Untersuchter Text:
Aber was ist das alles gegen einen cubanischen Häftling, der nach einem Hungerstreik stirbt?

Einen Tag nach dem Tod Zapatas wurde Claudia Larissa Brizuela, ein Mitglied der Nationalen Widerstandsfront in Honduras, die gegen den gewaltsamen Putsch protestierte, ermordet. Für sie gab es keine Erwähnung in den Massenmedien. Genauso wenig wie die Ermordung von mehr als hundert sozialen Führern, Lehrern und Gewerkschaftern in Honduras jemals das Interesse der freien Medien fand.

Zum etwa gleichen Zeitpunkt gestanden kolumbianische Paramilitärs 30. 470 Morde begangen zu haben. 30.470 Morde in einem Land, das die "freie Welt" zu den Demokratien zählt. (Dabei handelt es ich nur um die zugegebenen Morde).
Welch ein Glück, dass es die freie Presse gibt, die diese Morde verschweigt.



Kurze Zeit vorher machte man in Kolumbien einen makabren Fund. Man entdeckte das größte Massengrab auf dem amerikanischen Kontinent. Es enthält die Überreste von mindestens 2.000 Personen und befindet sich in La Macarena. Seit 2005 hat die Armee Tausende Personen beerdigt, alle ohne Namen.

Materialteil:
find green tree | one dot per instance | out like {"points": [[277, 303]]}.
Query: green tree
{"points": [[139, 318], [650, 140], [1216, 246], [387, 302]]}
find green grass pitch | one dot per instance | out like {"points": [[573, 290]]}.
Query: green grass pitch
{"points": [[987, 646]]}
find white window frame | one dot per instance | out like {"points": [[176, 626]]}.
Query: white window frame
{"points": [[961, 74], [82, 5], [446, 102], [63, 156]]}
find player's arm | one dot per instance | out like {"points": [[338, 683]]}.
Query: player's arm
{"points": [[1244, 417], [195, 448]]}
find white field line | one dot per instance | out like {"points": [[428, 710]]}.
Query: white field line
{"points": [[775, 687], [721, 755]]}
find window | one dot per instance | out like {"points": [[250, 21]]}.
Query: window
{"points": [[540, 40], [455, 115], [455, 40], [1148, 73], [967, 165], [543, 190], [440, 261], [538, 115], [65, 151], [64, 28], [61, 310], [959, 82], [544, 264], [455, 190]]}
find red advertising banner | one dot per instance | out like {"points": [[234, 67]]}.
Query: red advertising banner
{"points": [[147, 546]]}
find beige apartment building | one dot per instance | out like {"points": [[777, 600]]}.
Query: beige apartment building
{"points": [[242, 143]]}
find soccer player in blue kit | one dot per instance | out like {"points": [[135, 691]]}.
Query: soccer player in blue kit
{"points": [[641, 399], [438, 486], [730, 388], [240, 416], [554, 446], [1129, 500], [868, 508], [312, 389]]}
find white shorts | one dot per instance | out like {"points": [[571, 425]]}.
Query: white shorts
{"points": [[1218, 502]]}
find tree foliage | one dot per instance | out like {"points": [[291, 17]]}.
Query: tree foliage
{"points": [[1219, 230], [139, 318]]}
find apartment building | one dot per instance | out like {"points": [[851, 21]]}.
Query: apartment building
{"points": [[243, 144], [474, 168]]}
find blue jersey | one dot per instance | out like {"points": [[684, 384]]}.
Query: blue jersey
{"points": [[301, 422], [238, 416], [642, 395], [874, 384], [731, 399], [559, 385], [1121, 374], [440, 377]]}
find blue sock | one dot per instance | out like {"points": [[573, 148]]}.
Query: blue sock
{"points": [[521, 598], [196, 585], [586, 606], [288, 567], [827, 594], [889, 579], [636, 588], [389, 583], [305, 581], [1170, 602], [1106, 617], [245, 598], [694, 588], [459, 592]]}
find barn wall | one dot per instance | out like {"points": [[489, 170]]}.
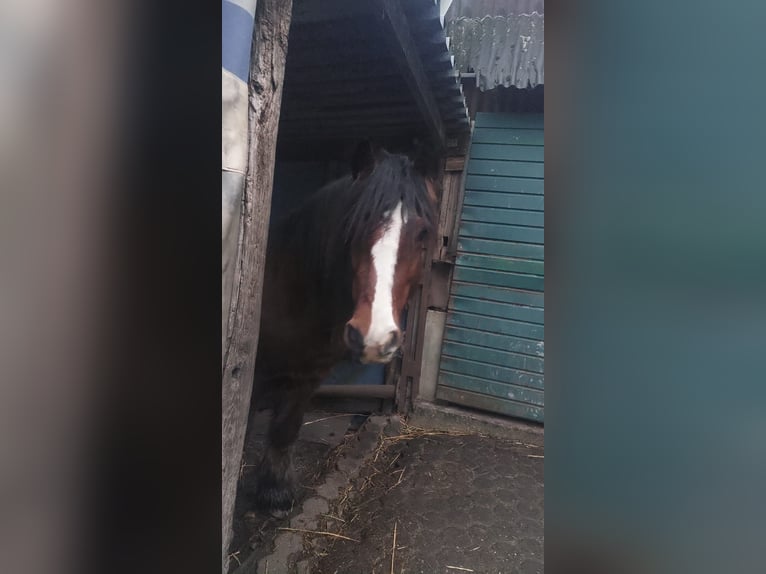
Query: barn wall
{"points": [[493, 345]]}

Zu bearbeitende Aufgaben:
**a)** Beantworte anhand des untersuchten Textes:
(i) Welcher Organisation gehörte Claudia Larissa Brizuela an?
(ii) Wie viele Morde gestanden kolumbianische Paramilitärs?
(iii) Wo befindet sich das größte Massengrab auf dem amerikanischen Kontinent?
**b)** Nenne alle Personengruppen, die der untersuchte Text für die mehr als hundert Ermordeten in Honduras anführt.

Lösungen je Aufgabe:
**a)**
(i) Der Nationalen Widerstandsfront in Honduras.
(ii) 30.470 Morde.
(iii) In La Macarena in Kolumbien.

**b)** Soziale Führer, Lehrer, Gewerkschafter